- [Provided passage]
-- -- --

# Can a single chord on its own make a song instantly recognisable?



## Udo (Jun 17, 2016)

Can a single chord (not a progression) make a song instantly recognisable and possibly define it musically, because of the type of chord it is and the way it's used?


----------



## Rex282 (Jun 17, 2016)

Udo said:


> Can a single chord (not a progression) make a song instantly recognisable and possibly define it musically, because of the type of chord it is and the way it's used?



Dancin Days


----------



## Udo (Jun 17, 2016)

I meant a single chord on its own, i.e. no melody, etc. over it. Have changed the thread title.


----------



## hawpri (Jun 17, 2016)

The opening chord to A Hard Day's Night comes to mind.


----------



## jtnyc (Jun 17, 2016)

The opening chord of Purple Rain


----------



## AR (Jun 17, 2016)

Sunny, I got you.

The second + third chord in progression.


----------



## lux (Jun 17, 2016)

definitely yes, but its the way the chord is arranged which makes it recognizable (instruments used and notes duration/rhythm)


----------



## Soundhound (Jun 18, 2016)




----------



## fiestared (Jun 18, 2016)

Sex machine


----------



## FriFlo (Jun 18, 2016)

James Bond Guitar chord in the end comes to mind. I guess, up to 70% of people will know what ist is, just by hearing that chord.

-- -- --

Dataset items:

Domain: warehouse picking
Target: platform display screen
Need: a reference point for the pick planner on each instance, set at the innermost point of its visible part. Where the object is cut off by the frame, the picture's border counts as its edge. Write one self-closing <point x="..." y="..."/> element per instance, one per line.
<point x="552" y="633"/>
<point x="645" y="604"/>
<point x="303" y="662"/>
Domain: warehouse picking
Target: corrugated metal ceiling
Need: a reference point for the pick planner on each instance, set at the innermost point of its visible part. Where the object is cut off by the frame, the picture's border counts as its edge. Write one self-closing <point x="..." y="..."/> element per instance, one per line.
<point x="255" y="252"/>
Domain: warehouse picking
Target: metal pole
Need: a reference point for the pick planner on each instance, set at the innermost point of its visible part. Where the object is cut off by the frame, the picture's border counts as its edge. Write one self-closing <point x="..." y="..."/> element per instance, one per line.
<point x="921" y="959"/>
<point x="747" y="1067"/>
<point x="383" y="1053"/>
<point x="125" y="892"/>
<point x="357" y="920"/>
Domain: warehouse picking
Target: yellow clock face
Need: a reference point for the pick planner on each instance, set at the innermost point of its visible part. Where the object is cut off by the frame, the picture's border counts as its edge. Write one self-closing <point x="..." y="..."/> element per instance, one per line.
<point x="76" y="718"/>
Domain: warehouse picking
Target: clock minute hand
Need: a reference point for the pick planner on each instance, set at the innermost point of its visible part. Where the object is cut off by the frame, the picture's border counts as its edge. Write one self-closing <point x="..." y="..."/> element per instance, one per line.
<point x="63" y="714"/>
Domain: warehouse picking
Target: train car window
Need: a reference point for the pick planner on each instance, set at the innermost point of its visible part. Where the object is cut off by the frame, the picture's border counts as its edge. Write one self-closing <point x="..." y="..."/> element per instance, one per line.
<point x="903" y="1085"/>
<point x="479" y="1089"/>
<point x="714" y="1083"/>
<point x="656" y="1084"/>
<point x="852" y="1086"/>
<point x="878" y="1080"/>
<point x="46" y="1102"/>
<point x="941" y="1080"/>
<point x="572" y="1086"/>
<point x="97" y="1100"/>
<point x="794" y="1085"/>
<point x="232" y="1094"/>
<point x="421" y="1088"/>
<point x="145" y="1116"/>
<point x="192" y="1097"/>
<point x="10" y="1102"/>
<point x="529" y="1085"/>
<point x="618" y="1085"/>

-- -- --

- [Set task 1]
List every line of the rows that contains the word "metal".
- [Set task 2]
Go on with the forum thread about whether a single chord can make a song recognizable, starting after its last post.

- [Right answer 1]
Target: corrugated metal ceiling
Target: metal pole

- [Right answer 2]
----------



## Christof (Jun 18, 2016)

It is the combination of the chord and the instrument(s) playing the chord.
The first chord of Purple Rain wouldn't be recognizable if it was played by a harpsichord.
But with the signature sound by Prince everyone knows it immediately.


----------



## lux (Jun 18, 2016)

speaking about Prince same goes for "Kiss"


----------



## Vik (Jun 18, 2016)

One of the most famous maj7 chords out there; the opening chord in Eric Satie's great Gymnopedie #1, pretty much defines the mood of the whole composition (especially along with the following chord).


----------



## Vik (Jun 18, 2016)

Here's a personal list of opening chords (without melody) - which all are more or less relevant to the topic of this thread. Or at least, they are the first "chords which pretty much defines the piece" that I think of.

Fink: Sort of Revolution
Duncan Sheik: November
Clannad: Caislean Oir
Tveit:Suite No. 1. Opus 151: Welcome with honor
Crosby, Stills and Nash: Guinnevere
Bill Frisell: Mauritzius
Blue Nile: From a late Night Train
Egberto Gismonti: Loro (opening chord)
Nitin Sawhney: Cold and Intimate
Thomas Dybdahl: Impresjoniste (a composition without melody)
Weather Report: Jungle Book
...and finally, the C major triad which opens Keith Jarrett's "The Windup". It (or rather, the way it's played) defines the whole piece.


----------



## chrysshawk (Jun 18, 2016)

It will be recognizable to the extent one does not recall other songs with the same chort. Alas, it is subjective.


----------



## karelpsota (Jun 18, 2016)

Like Christof mentioned: it wouldn't be the same on a different instrument.
I want to add that voicing and the way its played also affect the memory.

To me, the first chord on this piece whispers Joe Hisaishi in my brain.


----------



## Gabriel Oliveira (Jun 18, 2016)

FriFlo said:


> James Bond Guitar chord in the end comes to mind.



+1


----------



## arwyn (Jun 18, 2016)

Probably the most recognised single chord ever by now.........not even song related......turn on your mac.


----------



## Udo (Jun 18, 2016)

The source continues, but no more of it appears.